■ **TASK DETAILS**
Pick out every line in the rows below that contains the string "long" and copy each one.

■ **PROVIDED MATERIAL**
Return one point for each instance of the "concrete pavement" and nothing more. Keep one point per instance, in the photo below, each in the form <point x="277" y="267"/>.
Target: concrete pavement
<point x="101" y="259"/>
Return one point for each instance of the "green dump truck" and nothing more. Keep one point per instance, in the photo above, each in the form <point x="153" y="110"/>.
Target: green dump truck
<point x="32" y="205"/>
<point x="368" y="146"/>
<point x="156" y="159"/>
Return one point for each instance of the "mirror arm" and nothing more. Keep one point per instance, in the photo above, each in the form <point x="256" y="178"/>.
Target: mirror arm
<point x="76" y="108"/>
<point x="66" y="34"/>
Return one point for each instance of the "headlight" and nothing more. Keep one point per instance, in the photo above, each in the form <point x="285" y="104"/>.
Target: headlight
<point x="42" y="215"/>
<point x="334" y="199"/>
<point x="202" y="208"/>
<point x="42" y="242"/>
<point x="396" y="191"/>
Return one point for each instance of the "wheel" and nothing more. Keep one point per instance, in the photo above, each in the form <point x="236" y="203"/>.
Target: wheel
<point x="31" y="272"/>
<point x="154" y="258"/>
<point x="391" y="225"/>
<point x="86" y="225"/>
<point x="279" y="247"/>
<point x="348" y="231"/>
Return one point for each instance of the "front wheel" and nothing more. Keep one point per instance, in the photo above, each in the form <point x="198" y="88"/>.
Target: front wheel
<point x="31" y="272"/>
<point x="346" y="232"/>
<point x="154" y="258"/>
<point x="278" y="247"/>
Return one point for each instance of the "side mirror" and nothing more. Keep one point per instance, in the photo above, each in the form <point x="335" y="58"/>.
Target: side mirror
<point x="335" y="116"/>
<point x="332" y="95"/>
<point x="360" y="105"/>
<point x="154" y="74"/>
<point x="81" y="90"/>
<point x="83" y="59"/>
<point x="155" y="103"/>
--
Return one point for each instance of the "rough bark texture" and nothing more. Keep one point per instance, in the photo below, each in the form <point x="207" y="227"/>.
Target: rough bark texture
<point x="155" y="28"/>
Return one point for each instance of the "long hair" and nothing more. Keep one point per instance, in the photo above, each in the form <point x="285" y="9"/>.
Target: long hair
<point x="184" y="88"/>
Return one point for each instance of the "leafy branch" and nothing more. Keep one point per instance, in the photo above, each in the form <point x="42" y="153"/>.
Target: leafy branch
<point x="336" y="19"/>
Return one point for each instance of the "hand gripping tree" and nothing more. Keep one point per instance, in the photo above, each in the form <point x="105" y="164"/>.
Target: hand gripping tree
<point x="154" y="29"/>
* * *
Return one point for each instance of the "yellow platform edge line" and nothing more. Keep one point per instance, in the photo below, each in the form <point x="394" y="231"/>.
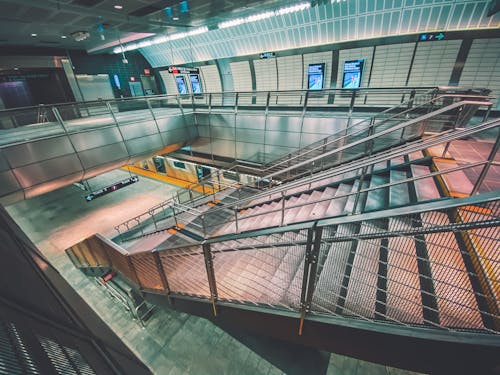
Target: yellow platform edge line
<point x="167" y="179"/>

■ **ANSWER TO THIS EXERCISE**
Return one point for each instance of the "long hair" and nothing more. Keep one point per instance, in the photo above, each in the form <point x="285" y="9"/>.
Target: long hair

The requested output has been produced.